The problem: Reproduce the following material verbatim, line for line.

** START Working data **

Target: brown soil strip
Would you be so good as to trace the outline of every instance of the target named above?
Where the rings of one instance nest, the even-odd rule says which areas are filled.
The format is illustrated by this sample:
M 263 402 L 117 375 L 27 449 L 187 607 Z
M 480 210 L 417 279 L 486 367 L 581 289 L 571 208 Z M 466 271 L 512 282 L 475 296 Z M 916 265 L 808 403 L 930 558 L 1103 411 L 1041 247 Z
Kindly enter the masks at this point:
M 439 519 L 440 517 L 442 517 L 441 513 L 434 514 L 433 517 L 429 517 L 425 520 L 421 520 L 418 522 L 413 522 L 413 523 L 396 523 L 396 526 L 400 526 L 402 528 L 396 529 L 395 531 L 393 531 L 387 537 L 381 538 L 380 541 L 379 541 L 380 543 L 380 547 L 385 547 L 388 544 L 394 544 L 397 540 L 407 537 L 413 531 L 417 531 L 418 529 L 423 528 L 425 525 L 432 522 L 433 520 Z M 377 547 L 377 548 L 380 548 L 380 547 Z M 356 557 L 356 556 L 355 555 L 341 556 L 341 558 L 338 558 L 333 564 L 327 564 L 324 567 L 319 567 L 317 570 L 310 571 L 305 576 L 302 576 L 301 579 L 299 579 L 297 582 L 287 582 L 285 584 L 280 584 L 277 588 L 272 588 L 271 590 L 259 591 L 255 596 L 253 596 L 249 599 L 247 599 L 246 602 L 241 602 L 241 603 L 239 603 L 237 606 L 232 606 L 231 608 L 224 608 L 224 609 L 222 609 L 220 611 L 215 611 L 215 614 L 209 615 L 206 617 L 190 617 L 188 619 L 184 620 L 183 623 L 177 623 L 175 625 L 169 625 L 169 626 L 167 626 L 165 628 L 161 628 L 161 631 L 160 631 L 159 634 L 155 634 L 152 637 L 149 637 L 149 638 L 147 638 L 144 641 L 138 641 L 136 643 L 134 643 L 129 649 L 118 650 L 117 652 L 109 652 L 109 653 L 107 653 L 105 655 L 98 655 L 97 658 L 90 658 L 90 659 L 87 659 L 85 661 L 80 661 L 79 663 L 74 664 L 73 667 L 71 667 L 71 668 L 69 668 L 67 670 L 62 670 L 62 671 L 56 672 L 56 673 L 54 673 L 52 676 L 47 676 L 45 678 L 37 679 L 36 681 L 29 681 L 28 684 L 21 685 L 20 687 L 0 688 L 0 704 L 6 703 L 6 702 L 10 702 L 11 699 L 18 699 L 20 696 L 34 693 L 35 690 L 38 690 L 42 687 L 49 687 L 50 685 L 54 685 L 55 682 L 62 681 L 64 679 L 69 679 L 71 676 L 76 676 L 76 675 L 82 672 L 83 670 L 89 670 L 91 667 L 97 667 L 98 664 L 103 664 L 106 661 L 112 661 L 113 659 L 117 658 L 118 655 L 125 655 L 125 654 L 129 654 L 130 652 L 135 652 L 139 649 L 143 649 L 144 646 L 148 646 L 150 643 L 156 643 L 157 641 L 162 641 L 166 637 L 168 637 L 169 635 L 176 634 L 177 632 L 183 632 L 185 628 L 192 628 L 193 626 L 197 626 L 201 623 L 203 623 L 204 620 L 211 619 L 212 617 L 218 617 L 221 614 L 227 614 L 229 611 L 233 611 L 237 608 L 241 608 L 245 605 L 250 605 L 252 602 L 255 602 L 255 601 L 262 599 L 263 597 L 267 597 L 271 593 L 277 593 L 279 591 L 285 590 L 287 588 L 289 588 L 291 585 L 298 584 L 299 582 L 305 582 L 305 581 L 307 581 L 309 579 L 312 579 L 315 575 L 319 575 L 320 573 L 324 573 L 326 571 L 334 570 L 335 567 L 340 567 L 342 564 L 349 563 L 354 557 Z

** END Working data **

Task answer:
Target: brown soil strip
Would you be so good as to trace the outline of every instance of the target named above?
Where the rings of one instance nest, the even-odd rule says which areas are filled.
The format is illustrated by this sample:
M 263 402 L 117 375 L 27 449 L 187 607 Z
M 480 210 L 417 279 L 486 367 L 581 289 L 571 208 Z M 466 271 L 512 282 L 475 296 Z M 916 265 L 808 403 L 930 558 L 1103 411 L 1041 247 Z
Kindly enter the masks at this point:
M 439 519 L 440 517 L 442 517 L 441 513 L 434 514 L 433 517 L 429 517 L 425 520 L 421 520 L 418 522 L 413 522 L 413 523 L 396 523 L 396 526 L 400 526 L 402 528 L 396 529 L 395 531 L 393 531 L 387 537 L 381 538 L 380 541 L 379 541 L 380 543 L 380 547 L 385 547 L 388 544 L 394 544 L 397 540 L 407 537 L 413 531 L 417 531 L 418 529 L 423 528 L 425 525 L 432 522 L 433 520 Z M 377 547 L 377 548 L 380 548 L 380 547 Z M 356 557 L 356 556 L 355 555 L 341 556 L 341 558 L 338 558 L 333 564 L 327 564 L 324 567 L 319 567 L 317 570 L 310 571 L 305 576 L 302 576 L 301 579 L 299 579 L 297 582 L 287 582 L 285 584 L 280 584 L 277 588 L 272 588 L 271 590 L 259 591 L 255 596 L 253 596 L 249 599 L 247 599 L 246 602 L 241 602 L 241 603 L 239 603 L 237 606 L 232 606 L 231 608 L 224 608 L 224 609 L 222 609 L 220 611 L 215 611 L 215 614 L 209 615 L 206 617 L 190 617 L 188 619 L 184 620 L 183 623 L 177 623 L 175 625 L 169 625 L 169 626 L 167 626 L 165 628 L 161 628 L 161 631 L 160 631 L 159 634 L 155 634 L 152 637 L 149 637 L 149 638 L 147 638 L 144 641 L 138 641 L 136 643 L 134 643 L 129 649 L 118 650 L 117 652 L 109 652 L 109 653 L 107 653 L 105 655 L 98 655 L 97 658 L 90 658 L 90 659 L 87 659 L 85 661 L 80 661 L 79 663 L 74 664 L 73 667 L 71 667 L 71 668 L 69 668 L 67 670 L 62 670 L 62 671 L 56 672 L 56 673 L 54 673 L 52 676 L 47 676 L 45 678 L 37 679 L 36 681 L 29 681 L 28 684 L 21 685 L 20 687 L 0 688 L 0 704 L 6 703 L 6 702 L 10 702 L 11 699 L 18 699 L 20 696 L 34 693 L 35 690 L 38 690 L 42 687 L 49 687 L 50 685 L 54 685 L 55 682 L 62 681 L 64 679 L 69 679 L 71 676 L 76 676 L 76 675 L 82 672 L 83 670 L 89 670 L 91 667 L 97 667 L 98 664 L 103 664 L 106 661 L 112 661 L 113 659 L 117 658 L 118 655 L 125 655 L 125 654 L 129 654 L 130 652 L 135 652 L 139 649 L 143 649 L 144 646 L 148 646 L 150 643 L 156 643 L 157 641 L 162 641 L 166 637 L 168 637 L 169 635 L 176 634 L 177 632 L 183 632 L 185 628 L 192 628 L 193 626 L 197 626 L 201 623 L 203 623 L 204 620 L 211 619 L 212 617 L 218 617 L 221 614 L 227 614 L 229 611 L 233 611 L 237 608 L 241 608 L 245 605 L 250 605 L 252 602 L 255 602 L 255 601 L 262 599 L 263 597 L 267 597 L 271 593 L 277 593 L 279 591 L 285 590 L 287 588 L 289 588 L 291 585 L 298 584 L 299 582 L 305 582 L 305 581 L 307 581 L 309 579 L 312 579 L 315 575 L 319 575 L 320 573 L 324 573 L 326 571 L 334 570 L 335 567 L 340 567 L 342 564 L 349 563 L 354 557 Z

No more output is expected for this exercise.